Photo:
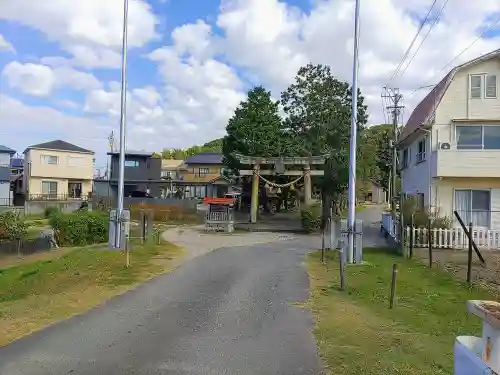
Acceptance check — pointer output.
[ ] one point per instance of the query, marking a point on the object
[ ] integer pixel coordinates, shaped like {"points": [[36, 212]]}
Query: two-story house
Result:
{"points": [[170, 169], [57, 170], [5, 190], [450, 146], [142, 174], [202, 176]]}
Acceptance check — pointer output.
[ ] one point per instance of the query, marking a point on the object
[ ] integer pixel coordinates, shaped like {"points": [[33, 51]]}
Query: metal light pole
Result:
{"points": [[351, 216], [123, 118]]}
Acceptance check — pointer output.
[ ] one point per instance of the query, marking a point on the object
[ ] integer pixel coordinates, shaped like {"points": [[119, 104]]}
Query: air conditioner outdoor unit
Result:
{"points": [[444, 146]]}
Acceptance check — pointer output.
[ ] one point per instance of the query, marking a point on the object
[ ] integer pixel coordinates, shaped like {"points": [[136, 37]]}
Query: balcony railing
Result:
{"points": [[57, 197], [5, 202]]}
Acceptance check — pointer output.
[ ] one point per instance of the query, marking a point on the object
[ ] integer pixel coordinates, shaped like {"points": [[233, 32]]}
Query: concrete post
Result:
{"points": [[255, 194], [307, 185]]}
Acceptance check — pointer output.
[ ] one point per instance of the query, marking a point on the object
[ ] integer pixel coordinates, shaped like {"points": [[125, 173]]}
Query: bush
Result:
{"points": [[79, 228], [12, 226], [310, 217], [166, 213], [421, 216], [49, 211]]}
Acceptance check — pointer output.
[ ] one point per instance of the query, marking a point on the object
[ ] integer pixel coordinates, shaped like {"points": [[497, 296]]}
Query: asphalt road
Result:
{"points": [[228, 312]]}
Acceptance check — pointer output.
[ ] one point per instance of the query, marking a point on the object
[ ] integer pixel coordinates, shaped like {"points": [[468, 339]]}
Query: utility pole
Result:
{"points": [[351, 215], [395, 110], [123, 119]]}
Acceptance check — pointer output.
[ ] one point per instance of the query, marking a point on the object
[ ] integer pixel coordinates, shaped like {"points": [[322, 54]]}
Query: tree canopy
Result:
{"points": [[181, 154], [255, 129]]}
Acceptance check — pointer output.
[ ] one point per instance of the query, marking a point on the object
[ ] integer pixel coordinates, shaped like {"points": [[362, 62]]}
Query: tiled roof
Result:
{"points": [[17, 163], [133, 153], [205, 158], [59, 145], [171, 163], [425, 110], [6, 150]]}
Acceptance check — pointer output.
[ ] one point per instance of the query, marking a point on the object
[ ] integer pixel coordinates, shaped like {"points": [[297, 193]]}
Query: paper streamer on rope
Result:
{"points": [[273, 184]]}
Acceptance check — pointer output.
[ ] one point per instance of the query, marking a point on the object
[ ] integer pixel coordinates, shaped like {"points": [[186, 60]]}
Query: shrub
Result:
{"points": [[421, 216], [79, 228], [49, 211], [310, 217], [166, 213], [12, 226]]}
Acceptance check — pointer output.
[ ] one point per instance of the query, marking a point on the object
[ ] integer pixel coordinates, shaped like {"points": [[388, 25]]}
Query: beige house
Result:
{"points": [[57, 170], [450, 146]]}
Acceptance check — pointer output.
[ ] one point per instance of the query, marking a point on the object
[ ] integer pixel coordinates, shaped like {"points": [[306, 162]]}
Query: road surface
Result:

_Work instruction_: Exact output of each line above is wanted, without the pictures.

_Expected answer_:
Photo:
Acceptance check — pointer output.
[ ] one point per instance of the query, marking a point on the object
[ ] integer pixel coordinates, shaped like {"points": [[36, 212]]}
Query: two-story house
Result:
{"points": [[170, 169], [57, 170], [5, 190], [450, 146], [142, 174], [202, 176]]}
Acceptance check — pointer output.
[ ] one point per instance of the query, marking a point on the object
[ ] integer pixel coordinates, shaped like {"points": [[33, 51]]}
Query: metal light pole
Result:
{"points": [[351, 216], [123, 118]]}
Acceptance check — pointer output.
[ ] one point per instance of the query, marking a point on the object
[ ] integer pixel coordinates, shaped like {"points": [[119, 104]]}
Query: air conditioner outdoor unit
Result:
{"points": [[444, 146]]}
Acceptance check — pointer output.
[ ] one point per instance of the query, marking a point on the object
[ ] integer pixel coordinates, shaped like {"points": [[136, 37]]}
Query: balcony railing
Result:
{"points": [[57, 197], [5, 202]]}
Acceptance check — pointer output.
[ ] one point per instance of the query, marking a point on the object
[ ] integer pixel coordinates, shaped like {"points": [[233, 32]]}
Query: concrete post
Result:
{"points": [[255, 194], [307, 185]]}
Acceptance check — pointer output.
[ ] one point per instance of the query, marking a point on the object
[ ] integer pixel coordinates, shaped like {"points": [[125, 173]]}
Query: bush
Result:
{"points": [[79, 228], [12, 226], [310, 217], [166, 213], [421, 216], [49, 211]]}
Acceptance check — pointer output.
[ ] one point per instance of the query, marking a point on the object
[ ] integer pixel coordinates, shaped like {"points": [[497, 296]]}
Query: asphalt road
Result:
{"points": [[228, 312]]}
Acceptance check — pointer output.
[ ] one point per instance of the query, marking a point on the object
[ ] integer pixel coordinates, shaped like {"points": [[468, 339]]}
Query: utility pole
Result:
{"points": [[351, 215], [395, 110], [123, 119]]}
Acceptance check — pointer output.
[ ] one point per instance of the query, marking a point on the object
[ ] integer pixel coordinates, shaped like {"points": [[322, 54]]}
Query: tree canopy
Result:
{"points": [[181, 154], [255, 129]]}
Acceptance check — pointer output.
[ ] one point per instance of the query, marking a point on the object
[ ] integer pixel coordinates, shaped like {"points": [[362, 62]]}
Query: tiled roof
Result:
{"points": [[17, 163], [133, 153], [205, 158], [59, 145], [171, 163], [425, 110], [6, 150]]}
Acceptance check — pointer output.
[ ] one point per instance of the query, marking a point on the object
[ ] integer pixel coordinates, shaped like {"points": [[297, 193]]}
Query: paper streamer on rope
Result:
{"points": [[273, 184]]}
Acceptance check — pointer output.
[ ] one point per instance of the query, marking a point on the object
[ ] integer pixel coordinates, shaped like {"points": [[186, 60]]}
Query: shrub
Result:
{"points": [[421, 216], [79, 228], [49, 211], [310, 217], [166, 213], [12, 226]]}
Acceptance check — pointer output.
[ ] one point per instance of the query, marking a point on the object
[ ] integer pixel coordinates, shaped like {"points": [[388, 25]]}
Query: beige house
Result:
{"points": [[57, 170], [450, 146]]}
Acceptance check — pointer output.
[ ] one point per instance of the query, marking a point on the object
[ ] integer pixel coordinates, shaped like {"points": [[306, 162]]}
Query: road surface
Result:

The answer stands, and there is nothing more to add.